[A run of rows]
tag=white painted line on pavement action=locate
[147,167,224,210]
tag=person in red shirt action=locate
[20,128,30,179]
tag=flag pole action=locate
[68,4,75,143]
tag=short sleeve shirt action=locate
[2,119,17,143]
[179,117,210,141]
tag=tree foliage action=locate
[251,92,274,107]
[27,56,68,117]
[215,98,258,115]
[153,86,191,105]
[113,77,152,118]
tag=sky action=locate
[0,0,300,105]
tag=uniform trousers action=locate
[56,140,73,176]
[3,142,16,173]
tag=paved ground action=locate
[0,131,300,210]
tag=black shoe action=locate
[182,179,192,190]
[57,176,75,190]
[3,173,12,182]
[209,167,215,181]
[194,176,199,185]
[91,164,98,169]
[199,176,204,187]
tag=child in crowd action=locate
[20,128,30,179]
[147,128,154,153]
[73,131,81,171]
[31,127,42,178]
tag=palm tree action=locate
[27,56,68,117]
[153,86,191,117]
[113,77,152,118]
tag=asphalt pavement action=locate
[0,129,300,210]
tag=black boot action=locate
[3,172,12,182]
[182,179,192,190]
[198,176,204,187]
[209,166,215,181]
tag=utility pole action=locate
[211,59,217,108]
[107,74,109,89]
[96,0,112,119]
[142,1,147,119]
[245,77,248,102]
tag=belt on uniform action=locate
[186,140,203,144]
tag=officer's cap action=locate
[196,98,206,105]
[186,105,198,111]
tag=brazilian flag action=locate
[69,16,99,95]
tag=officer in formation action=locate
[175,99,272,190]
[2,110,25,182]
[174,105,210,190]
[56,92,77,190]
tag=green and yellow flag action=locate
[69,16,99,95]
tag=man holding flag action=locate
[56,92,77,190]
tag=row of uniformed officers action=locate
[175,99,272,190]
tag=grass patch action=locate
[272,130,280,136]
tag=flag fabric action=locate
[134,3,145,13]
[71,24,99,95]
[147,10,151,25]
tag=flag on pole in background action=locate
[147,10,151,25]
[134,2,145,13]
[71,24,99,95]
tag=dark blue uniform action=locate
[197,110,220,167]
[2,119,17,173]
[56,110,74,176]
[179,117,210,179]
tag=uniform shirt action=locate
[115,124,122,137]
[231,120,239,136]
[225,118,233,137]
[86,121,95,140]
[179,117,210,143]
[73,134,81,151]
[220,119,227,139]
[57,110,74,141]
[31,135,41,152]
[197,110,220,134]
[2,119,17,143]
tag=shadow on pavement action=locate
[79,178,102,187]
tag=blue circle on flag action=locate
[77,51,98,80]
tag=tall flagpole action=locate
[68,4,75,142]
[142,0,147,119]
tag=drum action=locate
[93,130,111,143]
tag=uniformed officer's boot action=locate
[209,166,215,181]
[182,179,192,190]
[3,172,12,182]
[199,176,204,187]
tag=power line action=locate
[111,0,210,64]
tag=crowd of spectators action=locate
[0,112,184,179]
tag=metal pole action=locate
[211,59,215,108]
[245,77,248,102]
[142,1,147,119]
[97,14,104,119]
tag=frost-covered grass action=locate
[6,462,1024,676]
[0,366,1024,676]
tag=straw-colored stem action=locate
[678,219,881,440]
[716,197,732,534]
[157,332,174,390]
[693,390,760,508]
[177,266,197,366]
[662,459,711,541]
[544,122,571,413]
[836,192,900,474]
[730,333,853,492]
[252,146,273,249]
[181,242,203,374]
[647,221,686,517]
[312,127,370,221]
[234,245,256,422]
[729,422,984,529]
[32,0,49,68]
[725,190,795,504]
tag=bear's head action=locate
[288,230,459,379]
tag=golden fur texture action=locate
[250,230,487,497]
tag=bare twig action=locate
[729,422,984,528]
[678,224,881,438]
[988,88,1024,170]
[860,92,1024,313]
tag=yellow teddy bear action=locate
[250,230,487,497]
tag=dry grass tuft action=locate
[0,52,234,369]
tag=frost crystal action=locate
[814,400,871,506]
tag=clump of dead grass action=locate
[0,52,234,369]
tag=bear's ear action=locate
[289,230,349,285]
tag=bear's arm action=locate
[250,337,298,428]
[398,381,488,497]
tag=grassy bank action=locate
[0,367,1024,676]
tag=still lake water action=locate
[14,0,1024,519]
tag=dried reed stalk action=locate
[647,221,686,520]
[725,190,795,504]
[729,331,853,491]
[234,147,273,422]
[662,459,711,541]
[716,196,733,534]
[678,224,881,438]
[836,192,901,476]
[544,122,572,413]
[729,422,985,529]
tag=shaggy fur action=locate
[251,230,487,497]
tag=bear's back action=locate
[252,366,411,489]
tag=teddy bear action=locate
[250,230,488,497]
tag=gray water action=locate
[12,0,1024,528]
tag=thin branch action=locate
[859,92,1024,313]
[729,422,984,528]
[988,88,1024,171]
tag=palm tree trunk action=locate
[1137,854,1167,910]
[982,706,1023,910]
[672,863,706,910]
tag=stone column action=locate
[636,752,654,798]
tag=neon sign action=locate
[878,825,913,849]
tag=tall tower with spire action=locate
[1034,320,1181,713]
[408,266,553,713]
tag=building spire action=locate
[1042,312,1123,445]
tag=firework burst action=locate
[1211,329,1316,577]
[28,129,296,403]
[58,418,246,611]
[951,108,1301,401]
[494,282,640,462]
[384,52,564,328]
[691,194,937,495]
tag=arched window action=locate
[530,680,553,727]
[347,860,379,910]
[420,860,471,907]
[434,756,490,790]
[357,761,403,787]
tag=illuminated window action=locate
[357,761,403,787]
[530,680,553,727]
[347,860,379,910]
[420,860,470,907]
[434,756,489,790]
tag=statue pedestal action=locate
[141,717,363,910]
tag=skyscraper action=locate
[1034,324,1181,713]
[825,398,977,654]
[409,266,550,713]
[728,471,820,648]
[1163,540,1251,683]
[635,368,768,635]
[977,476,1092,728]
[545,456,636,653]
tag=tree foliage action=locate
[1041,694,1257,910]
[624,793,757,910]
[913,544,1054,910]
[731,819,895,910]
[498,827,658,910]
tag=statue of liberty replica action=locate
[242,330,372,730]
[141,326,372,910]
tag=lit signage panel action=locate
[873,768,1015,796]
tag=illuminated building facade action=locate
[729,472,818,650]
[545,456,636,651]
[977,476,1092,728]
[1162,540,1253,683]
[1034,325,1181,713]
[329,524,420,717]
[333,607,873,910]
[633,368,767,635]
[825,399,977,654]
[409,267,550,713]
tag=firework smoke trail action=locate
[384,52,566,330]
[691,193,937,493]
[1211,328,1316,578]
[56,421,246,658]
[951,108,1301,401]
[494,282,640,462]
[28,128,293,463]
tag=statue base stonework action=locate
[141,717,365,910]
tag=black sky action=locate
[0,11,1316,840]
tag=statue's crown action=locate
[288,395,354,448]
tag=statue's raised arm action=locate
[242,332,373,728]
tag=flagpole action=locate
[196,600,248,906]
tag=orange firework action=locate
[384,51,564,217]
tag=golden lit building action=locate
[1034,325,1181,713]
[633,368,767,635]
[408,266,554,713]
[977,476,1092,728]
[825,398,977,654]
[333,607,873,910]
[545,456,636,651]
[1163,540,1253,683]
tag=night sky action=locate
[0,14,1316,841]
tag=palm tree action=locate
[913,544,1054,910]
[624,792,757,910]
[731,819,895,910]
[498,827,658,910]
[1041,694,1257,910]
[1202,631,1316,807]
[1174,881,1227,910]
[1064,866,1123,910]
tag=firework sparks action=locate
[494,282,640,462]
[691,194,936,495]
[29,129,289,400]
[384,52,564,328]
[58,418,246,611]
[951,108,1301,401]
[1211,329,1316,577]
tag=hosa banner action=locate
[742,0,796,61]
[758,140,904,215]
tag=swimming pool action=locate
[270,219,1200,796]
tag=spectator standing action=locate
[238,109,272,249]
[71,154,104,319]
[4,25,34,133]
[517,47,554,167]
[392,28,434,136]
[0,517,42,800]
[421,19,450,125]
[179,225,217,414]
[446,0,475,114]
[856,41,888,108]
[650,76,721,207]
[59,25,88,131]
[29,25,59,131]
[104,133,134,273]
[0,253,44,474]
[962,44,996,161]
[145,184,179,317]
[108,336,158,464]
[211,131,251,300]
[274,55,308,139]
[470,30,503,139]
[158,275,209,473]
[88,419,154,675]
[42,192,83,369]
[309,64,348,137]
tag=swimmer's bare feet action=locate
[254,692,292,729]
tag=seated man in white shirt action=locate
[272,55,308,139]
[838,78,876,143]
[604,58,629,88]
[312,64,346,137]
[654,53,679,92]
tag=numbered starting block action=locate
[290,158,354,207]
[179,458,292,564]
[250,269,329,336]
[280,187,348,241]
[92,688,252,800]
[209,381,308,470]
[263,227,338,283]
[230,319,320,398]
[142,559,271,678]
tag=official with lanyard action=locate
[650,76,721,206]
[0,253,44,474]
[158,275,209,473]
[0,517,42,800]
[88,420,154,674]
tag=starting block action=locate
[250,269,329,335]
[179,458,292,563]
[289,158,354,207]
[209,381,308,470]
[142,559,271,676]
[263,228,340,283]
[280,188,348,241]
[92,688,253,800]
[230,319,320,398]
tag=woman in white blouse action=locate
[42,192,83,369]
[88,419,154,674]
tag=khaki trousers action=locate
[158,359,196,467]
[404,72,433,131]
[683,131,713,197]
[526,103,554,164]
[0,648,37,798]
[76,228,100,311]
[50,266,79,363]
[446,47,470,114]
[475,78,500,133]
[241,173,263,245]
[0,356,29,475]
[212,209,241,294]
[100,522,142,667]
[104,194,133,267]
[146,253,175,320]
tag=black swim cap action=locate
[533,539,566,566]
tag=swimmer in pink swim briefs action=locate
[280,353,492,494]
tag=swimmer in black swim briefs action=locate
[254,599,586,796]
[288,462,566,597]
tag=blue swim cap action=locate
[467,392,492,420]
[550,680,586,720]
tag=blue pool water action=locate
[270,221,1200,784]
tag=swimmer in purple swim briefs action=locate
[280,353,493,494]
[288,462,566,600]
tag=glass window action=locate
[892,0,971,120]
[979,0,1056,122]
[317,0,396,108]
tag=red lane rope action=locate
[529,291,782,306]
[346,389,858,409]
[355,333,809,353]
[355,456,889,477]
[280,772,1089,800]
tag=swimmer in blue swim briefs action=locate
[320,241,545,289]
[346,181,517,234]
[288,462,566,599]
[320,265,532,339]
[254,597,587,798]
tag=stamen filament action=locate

REQUIRED WORK
Transcribe the rows verbatim, starting at the line containing "tag=blue pool water action=locate" and continuing through the final row, with both of those lines included.

RIGHT ANSWER
tag=blue pool water action=locate
[270,221,1200,784]
tag=swimmer in purple swim briefs action=locate
[280,353,493,494]
[288,462,566,600]
tag=glass window action=locate
[892,0,971,120]
[979,0,1056,122]
[317,0,396,108]
tag=red lane rope action=locate
[529,291,782,306]
[346,389,858,409]
[355,333,809,353]
[355,456,889,477]
[280,772,1089,800]
tag=swimmer in blue swim briefs action=locate
[320,241,545,289]
[346,181,517,234]
[288,462,566,599]
[320,265,532,339]
[254,597,587,798]
tag=stamen filament action=locate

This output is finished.